▶ **WORK REQUIRED**:
Return all of the data exactly, omitting any images.

[Photo-based referring expression data]
.....
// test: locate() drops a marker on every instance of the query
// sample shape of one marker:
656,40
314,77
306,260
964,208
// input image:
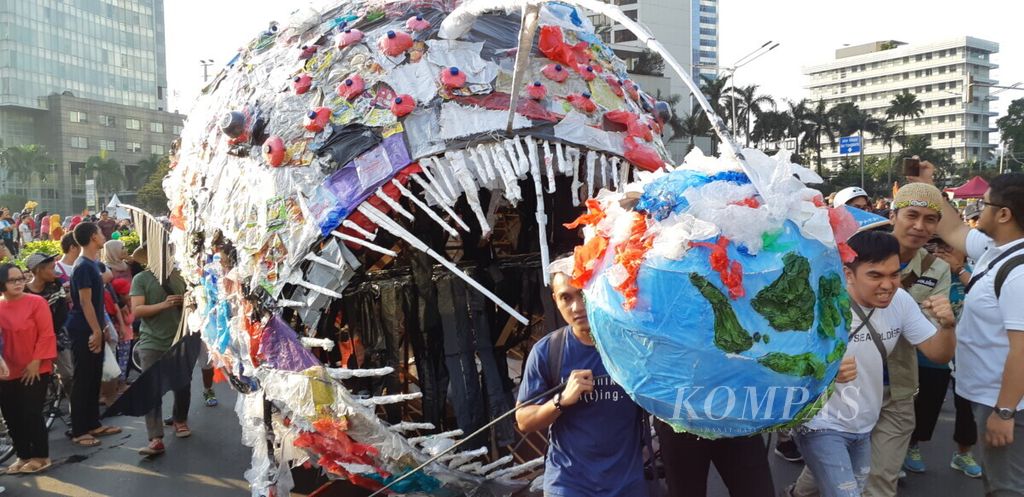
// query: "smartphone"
911,167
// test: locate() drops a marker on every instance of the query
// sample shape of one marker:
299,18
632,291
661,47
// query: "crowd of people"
936,299
69,318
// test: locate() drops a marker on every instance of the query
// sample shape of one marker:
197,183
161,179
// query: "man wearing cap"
595,427
854,197
990,351
46,284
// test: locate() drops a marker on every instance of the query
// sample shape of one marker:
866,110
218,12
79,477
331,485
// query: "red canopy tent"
973,189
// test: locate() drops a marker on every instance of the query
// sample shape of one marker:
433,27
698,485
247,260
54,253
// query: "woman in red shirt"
29,349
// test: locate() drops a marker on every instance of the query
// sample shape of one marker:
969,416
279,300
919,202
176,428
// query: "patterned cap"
919,195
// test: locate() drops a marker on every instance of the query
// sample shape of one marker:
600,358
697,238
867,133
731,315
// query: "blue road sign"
849,145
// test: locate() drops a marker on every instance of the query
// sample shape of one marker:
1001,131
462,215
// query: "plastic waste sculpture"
351,119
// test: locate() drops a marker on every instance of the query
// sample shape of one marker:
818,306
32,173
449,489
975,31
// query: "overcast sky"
809,31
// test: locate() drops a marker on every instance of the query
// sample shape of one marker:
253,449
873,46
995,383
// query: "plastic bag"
111,369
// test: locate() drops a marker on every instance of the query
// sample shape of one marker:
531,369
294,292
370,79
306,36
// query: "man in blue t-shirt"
85,327
595,427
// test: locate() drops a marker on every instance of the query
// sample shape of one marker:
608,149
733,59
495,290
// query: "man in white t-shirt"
990,340
836,444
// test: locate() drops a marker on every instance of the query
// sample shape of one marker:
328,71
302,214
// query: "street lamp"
206,63
731,70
.....
▶ **TASK RESPONSE**:
// test: locate() drops a marker on every instance of the query
// sample shape of one marker:
656,40
314,77
306,260
964,208
// input image:
// query: "smartphone"
911,167
// test: locate() drops a marker on every instance of the query
// sample shape of one marker:
299,18
632,291
661,47
// query: "crowd of people"
936,299
69,318
// test: locate() drops a marker on every instance of the query
// sample shape of one marker:
197,183
161,179
// query: "man wearing cap"
595,427
854,197
990,351
46,284
// test: locate() drops a marker on every instance of the query
// sample shape of one marker:
866,110
218,12
79,477
331,485
// query: "red canopy tent"
973,189
// test: locate() drops a marker on every instance of the query
// sample shape of one marker:
433,27
698,485
247,260
54,253
// query: "woman in red shirt"
29,349
// test: locate() drops a marker on every instance of the query
// sample shape of one marker:
969,416
279,300
919,202
176,428
// query: "patterned cap"
919,195
// test: locate() drops a marker on every instance of the query
// sample shape of one marker:
600,358
697,238
867,133
731,315
// query: "blue road sign"
849,145
// test: locate() drops a marker on every instance of the query
// sample shape of one marker:
1001,131
462,215
// query: "plastic waste sculpture"
351,119
// test: locate() drops a marker on every instance of the query
// sample shape of one marker:
818,306
32,173
449,489
975,31
// query: "overcast sky"
809,31
// test: locate() drops a marker on every instance of the query
// sample shape of one marker:
253,449
873,46
995,383
// query: "plastic bag"
111,369
// test: locate() drops a marker on every instance of the query
// sample shape of one marker:
531,369
294,292
370,79
306,36
// query: "man in blue t-shirt"
85,327
595,427
// test: locate() drops a marker on every instance of the query
// sample shape of one marker:
608,149
733,59
495,290
// query: "man in white t-shirt"
990,340
836,444
// test: locate() drops a marker on every instance of the query
// sample shape of one marker:
328,71
302,214
// query: "street lamp"
206,63
731,70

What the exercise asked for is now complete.